Records from a data collection:

- Opening Delimiter -

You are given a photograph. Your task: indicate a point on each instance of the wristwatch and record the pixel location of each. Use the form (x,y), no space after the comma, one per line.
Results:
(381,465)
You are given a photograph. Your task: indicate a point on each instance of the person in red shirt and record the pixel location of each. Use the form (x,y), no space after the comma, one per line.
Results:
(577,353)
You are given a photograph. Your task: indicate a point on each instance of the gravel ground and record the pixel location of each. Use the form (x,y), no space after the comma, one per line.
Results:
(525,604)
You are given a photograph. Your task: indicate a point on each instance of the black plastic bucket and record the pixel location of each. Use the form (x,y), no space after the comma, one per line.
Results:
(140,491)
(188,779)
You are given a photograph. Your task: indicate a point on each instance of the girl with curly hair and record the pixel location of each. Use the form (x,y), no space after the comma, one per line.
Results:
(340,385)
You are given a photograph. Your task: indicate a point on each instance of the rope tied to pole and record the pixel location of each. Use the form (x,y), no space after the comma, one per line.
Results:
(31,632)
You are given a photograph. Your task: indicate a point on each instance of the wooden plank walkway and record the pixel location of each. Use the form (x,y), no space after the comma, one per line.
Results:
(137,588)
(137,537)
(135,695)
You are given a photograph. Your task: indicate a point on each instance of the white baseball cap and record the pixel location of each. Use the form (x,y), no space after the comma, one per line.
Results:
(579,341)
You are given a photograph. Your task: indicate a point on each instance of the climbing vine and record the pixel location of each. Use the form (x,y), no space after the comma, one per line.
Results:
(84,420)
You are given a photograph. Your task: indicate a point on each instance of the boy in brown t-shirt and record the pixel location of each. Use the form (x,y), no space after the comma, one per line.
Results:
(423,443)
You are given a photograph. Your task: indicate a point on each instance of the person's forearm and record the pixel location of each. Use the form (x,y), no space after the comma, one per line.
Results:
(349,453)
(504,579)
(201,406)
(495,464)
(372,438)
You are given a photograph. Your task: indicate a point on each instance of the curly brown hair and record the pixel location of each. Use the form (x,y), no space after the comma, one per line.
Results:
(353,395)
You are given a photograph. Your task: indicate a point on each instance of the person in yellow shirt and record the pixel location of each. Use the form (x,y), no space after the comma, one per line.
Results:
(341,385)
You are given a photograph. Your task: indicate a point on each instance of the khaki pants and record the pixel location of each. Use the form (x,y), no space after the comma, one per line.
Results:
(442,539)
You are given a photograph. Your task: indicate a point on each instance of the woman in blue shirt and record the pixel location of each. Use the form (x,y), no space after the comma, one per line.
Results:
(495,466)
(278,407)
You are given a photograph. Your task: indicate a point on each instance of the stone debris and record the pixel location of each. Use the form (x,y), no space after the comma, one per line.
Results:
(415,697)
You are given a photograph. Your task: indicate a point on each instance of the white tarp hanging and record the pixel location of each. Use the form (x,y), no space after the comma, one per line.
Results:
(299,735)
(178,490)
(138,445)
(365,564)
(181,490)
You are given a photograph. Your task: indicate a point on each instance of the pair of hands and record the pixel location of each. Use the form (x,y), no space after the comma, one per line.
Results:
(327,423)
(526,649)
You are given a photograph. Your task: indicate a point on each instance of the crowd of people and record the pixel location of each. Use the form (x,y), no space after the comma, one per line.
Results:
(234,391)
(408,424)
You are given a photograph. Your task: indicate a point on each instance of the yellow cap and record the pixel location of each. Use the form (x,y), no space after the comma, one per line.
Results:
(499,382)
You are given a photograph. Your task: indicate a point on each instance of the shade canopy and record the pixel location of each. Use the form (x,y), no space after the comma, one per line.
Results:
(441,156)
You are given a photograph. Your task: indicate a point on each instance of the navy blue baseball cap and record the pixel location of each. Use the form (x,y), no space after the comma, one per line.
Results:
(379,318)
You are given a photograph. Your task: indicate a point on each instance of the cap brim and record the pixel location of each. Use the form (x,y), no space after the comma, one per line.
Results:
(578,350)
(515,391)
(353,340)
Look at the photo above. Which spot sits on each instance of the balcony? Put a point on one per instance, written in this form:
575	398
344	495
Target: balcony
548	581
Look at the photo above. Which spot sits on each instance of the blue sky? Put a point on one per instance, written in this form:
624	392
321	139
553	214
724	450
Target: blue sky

- Closing Delimiter -

> _What you will do_
All lines with the word "above" are needed; pull them from the entries and copy each.

> _Exercise solution_
Look at the photo above. Which spot sits on each instance of the balcony? Put a point on one per instance, written in this form:
Look at the photo above. Which spot sits on each instance of the blue sky? Put a point on one per instance, written in this form:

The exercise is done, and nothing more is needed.